» Work to complete
Transcribe exactly, and only, the lines from the one containing "Query: dirt road" through the end of the material.

» Input data

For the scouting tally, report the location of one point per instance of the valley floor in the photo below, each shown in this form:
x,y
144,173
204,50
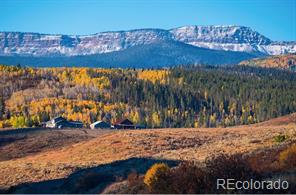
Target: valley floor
x,y
53,154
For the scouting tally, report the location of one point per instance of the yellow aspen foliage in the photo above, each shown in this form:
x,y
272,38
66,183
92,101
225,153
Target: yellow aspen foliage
x,y
155,119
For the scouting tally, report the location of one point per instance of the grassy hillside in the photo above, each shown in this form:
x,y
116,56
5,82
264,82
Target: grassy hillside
x,y
281,61
122,152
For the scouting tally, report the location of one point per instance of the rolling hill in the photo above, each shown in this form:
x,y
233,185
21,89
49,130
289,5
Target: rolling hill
x,y
287,61
154,55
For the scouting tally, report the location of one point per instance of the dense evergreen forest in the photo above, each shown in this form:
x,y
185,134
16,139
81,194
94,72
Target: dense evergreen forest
x,y
195,96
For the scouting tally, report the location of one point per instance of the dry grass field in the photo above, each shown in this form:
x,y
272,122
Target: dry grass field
x,y
54,154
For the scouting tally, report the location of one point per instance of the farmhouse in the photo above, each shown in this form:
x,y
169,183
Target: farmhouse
x,y
124,124
100,125
61,122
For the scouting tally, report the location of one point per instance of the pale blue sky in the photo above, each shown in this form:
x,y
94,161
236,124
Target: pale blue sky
x,y
275,19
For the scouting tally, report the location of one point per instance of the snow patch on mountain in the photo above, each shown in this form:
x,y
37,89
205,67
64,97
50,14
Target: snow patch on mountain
x,y
227,38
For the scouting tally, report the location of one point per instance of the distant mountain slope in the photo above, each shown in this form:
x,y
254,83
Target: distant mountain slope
x,y
227,38
281,61
158,54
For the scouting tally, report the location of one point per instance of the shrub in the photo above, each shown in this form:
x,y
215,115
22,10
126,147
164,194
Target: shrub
x,y
188,178
280,138
225,167
287,158
154,174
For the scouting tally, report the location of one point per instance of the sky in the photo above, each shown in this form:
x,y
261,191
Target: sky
x,y
275,19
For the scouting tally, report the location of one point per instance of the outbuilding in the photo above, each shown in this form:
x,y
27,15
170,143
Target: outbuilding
x,y
100,125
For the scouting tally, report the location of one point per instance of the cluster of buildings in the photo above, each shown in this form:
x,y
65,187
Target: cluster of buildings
x,y
61,122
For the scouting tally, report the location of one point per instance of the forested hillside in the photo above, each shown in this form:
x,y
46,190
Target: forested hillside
x,y
177,97
287,61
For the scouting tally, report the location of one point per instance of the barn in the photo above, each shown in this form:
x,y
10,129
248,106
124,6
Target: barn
x,y
100,125
124,124
61,122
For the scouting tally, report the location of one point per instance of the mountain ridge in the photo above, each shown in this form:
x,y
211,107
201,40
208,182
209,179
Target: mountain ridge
x,y
216,37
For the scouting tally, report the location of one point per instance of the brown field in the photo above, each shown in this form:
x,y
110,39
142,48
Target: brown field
x,y
53,154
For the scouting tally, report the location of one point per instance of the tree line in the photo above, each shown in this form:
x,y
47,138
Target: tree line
x,y
191,96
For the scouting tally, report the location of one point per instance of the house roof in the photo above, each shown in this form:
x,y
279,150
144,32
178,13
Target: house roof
x,y
98,122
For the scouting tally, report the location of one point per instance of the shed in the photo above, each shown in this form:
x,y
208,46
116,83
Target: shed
x,y
124,124
100,125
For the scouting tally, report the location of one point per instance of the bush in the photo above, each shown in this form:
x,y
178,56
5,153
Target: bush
x,y
287,158
154,175
188,178
280,138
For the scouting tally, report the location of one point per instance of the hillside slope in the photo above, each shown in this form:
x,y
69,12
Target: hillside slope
x,y
167,144
159,54
281,61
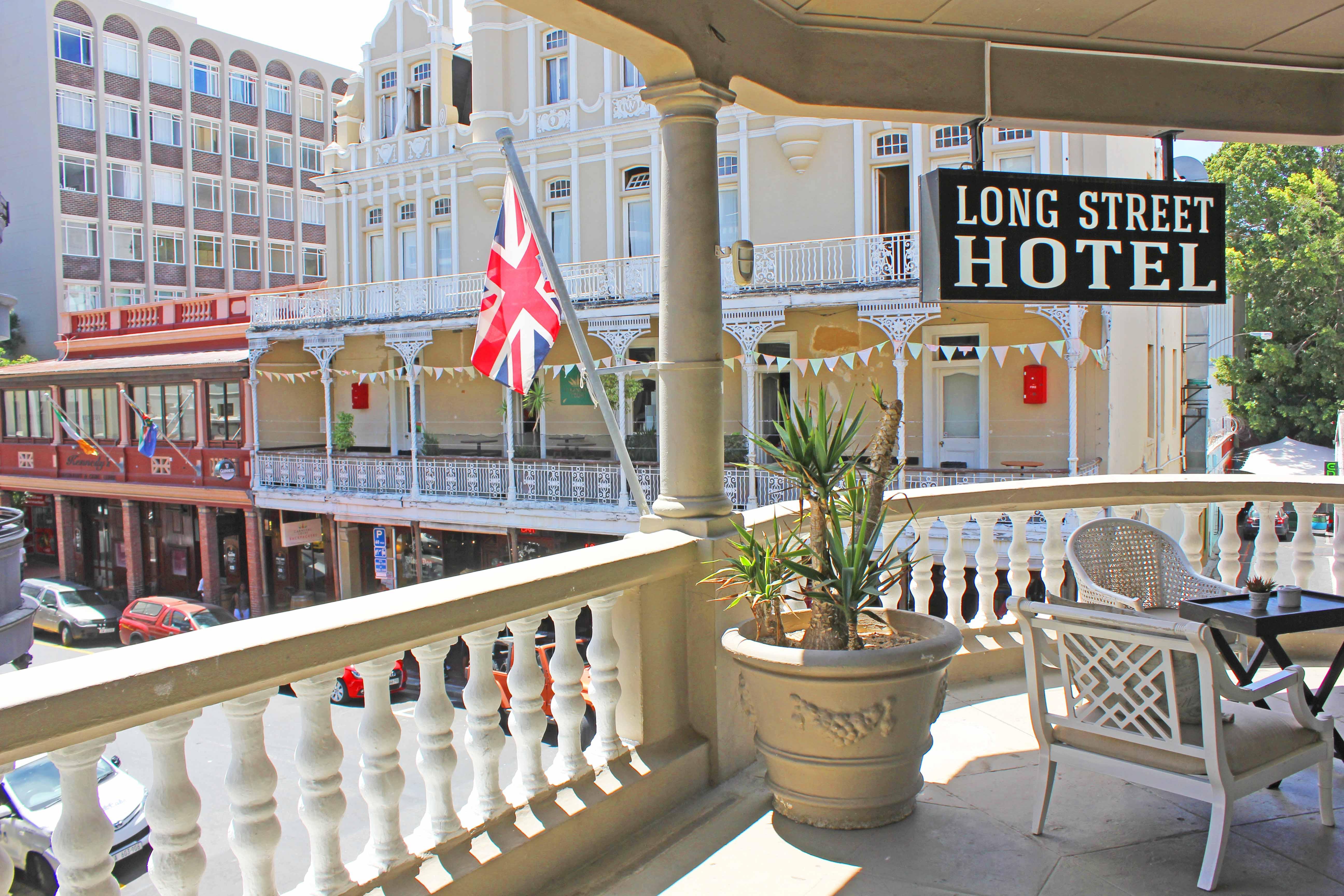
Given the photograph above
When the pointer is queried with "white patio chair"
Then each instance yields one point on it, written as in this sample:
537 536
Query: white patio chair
1135 566
1120 715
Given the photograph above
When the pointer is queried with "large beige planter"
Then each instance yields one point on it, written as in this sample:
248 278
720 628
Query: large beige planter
843 733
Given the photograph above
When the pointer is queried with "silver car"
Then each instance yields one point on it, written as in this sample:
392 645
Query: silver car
71 610
30 805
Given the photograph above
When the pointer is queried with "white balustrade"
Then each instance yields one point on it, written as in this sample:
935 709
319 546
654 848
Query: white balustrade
436 758
173 809
381 777
250 784
1266 541
955 569
322 802
526 720
484 741
568 704
604 683
82 837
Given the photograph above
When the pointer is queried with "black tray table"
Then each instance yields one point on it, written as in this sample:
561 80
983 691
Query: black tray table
1233 613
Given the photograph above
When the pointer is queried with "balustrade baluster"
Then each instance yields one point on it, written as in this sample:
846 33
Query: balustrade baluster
173 809
987 570
1019 555
1230 543
1266 541
250 784
436 758
1053 551
955 569
526 720
1304 543
484 741
604 683
568 704
1191 538
84 834
381 777
322 802
921 577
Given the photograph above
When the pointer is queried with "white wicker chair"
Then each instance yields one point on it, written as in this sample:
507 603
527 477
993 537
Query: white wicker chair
1135 566
1120 715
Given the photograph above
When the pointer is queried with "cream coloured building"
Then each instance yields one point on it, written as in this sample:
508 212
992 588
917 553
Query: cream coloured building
413 187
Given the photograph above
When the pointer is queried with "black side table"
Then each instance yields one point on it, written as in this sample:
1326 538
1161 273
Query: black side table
1233 613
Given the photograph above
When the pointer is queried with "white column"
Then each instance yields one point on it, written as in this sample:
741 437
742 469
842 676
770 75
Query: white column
987 570
250 784
955 569
484 739
322 802
1053 551
690 308
526 720
1266 541
436 758
84 835
604 683
173 809
381 777
921 578
1229 543
568 704
1304 545
1019 571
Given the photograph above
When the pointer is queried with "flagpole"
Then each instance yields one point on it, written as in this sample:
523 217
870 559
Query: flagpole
553 273
85 436
167 438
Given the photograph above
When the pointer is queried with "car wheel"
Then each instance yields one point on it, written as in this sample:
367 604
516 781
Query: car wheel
39 875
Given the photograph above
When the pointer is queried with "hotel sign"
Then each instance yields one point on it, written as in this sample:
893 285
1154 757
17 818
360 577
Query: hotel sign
998 237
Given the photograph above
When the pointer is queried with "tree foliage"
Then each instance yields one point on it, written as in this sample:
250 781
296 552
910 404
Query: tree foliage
1285 253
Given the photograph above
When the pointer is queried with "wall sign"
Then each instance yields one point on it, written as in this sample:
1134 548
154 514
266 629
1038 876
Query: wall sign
999 237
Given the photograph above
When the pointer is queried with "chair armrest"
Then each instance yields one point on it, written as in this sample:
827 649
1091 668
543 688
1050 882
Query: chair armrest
1291 680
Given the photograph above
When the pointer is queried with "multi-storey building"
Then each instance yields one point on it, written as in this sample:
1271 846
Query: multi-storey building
415 182
151 160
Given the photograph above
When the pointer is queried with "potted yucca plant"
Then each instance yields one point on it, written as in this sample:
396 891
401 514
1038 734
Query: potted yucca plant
842 694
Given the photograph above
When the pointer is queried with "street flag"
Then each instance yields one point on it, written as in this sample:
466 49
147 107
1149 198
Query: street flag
85 445
521 313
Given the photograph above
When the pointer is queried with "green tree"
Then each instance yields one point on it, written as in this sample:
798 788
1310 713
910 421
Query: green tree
1285 253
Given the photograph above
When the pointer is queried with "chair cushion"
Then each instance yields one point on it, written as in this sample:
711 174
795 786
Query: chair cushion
1255 738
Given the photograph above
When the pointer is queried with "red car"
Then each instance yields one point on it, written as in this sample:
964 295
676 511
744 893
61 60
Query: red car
351 684
154 619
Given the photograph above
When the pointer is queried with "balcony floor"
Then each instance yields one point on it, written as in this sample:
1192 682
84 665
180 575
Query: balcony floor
970 832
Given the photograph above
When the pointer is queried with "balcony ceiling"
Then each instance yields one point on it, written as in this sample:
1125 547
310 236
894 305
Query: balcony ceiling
1214 69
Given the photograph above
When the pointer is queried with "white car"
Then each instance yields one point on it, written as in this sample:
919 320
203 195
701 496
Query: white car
30 805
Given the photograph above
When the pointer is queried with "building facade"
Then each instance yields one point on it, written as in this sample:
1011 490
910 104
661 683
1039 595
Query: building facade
413 186
151 160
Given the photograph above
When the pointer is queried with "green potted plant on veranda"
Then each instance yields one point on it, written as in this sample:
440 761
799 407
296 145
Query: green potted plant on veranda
842 695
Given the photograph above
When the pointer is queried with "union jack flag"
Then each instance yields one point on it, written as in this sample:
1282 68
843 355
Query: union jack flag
521 315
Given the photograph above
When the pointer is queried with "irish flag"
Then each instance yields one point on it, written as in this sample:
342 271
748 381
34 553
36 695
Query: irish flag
85 445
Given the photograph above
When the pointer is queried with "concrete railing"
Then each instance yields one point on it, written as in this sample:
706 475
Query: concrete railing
664 701
847 261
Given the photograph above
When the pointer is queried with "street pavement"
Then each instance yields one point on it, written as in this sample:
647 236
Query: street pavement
207 761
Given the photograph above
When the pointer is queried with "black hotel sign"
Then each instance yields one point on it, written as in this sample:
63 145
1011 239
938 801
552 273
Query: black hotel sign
996 237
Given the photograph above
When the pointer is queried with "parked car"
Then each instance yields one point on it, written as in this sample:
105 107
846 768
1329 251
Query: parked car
69 609
30 805
154 619
351 684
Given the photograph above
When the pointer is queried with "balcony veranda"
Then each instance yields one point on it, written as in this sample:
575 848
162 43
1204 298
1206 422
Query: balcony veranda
669 729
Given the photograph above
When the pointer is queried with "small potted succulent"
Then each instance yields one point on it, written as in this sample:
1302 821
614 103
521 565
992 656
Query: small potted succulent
843 694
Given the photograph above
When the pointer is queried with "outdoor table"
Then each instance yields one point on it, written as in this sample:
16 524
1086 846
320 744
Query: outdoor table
1233 613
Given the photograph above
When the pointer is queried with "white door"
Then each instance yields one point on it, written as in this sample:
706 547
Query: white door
959 426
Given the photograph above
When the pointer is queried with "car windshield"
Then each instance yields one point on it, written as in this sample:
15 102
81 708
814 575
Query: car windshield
38 784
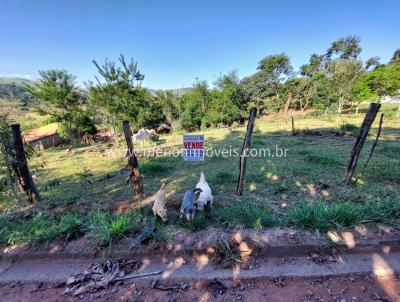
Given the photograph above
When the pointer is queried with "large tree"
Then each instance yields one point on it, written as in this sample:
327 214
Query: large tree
384 80
396 57
263 88
117 95
56 94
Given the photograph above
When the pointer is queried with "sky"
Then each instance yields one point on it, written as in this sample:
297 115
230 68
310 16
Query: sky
175 42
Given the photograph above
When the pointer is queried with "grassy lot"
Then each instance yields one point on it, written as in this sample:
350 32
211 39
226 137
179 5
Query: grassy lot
301 190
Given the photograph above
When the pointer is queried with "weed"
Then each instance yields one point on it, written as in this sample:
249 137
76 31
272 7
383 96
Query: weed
241 214
349 128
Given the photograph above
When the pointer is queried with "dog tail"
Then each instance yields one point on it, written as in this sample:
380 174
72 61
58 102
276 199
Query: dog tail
202 178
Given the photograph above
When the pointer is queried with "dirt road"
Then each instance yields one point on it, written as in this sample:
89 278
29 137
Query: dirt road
360 277
346 288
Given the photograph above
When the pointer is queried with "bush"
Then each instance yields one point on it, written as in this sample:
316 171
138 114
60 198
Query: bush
349 128
244 215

» Output for this task
Query: dirt road
360 277
346 288
Given the photograph above
When the pointer is queried with "bush"
Then each instance yields one point on it, written as in this sample:
316 171
138 114
60 198
Query: bush
349 128
244 215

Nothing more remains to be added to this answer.